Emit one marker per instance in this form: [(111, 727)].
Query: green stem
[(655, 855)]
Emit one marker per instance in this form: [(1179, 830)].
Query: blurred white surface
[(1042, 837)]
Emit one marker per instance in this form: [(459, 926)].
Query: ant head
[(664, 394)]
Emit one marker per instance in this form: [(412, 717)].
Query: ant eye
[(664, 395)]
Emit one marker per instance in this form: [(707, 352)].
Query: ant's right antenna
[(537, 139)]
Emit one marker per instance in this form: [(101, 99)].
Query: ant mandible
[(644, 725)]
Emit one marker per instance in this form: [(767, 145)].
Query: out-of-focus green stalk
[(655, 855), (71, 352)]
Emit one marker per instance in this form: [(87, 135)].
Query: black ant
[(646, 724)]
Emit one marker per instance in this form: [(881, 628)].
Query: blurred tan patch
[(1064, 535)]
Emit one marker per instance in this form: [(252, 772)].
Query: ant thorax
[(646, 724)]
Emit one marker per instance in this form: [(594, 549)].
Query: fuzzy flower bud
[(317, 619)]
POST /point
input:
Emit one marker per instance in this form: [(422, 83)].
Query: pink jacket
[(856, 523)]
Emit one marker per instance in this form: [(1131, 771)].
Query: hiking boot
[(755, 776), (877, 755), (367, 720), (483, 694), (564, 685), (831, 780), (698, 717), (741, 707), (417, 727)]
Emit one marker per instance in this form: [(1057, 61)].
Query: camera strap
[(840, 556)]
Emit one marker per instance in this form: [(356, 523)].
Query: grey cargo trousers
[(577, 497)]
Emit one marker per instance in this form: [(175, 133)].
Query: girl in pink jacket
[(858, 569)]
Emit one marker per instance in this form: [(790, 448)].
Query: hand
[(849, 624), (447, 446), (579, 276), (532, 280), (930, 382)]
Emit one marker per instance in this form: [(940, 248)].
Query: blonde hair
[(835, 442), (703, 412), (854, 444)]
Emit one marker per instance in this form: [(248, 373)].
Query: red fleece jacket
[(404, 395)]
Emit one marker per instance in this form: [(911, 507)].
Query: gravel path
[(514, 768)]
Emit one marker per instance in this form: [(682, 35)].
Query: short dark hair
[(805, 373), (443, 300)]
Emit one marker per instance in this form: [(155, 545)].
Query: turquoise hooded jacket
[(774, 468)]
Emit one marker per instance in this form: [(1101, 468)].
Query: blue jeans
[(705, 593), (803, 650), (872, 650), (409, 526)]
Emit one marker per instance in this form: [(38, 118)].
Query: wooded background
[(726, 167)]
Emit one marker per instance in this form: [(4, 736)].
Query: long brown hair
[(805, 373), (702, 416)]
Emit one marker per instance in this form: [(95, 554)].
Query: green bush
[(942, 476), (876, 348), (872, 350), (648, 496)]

----------

(What the task asks):
Using the entries above, repeat only the lines from the one containing "Query: hiking boot" through the one containing "Emit one marker per instance in this form: [(940, 248)].", end lines included.

(Exercise answer):
Query: hiking boot
[(755, 776), (877, 755), (367, 720), (483, 694), (564, 685), (831, 780), (698, 717), (741, 707), (417, 727)]
Emit one marker per instance in this form: [(1057, 61)].
Query: camera strap
[(840, 556)]
Emit one marker per instance in this form: [(356, 523)].
Query: grey cargo trousers
[(577, 497)]
Emit one marker per instance in this form: [(175, 133)].
Query: girl in pink jacket
[(858, 569)]
Emit one marker per instance in this form: [(790, 448)].
Query: hand
[(849, 624), (447, 446), (579, 276), (532, 280), (930, 382)]
Emit one marker per instance in this form: [(940, 248)].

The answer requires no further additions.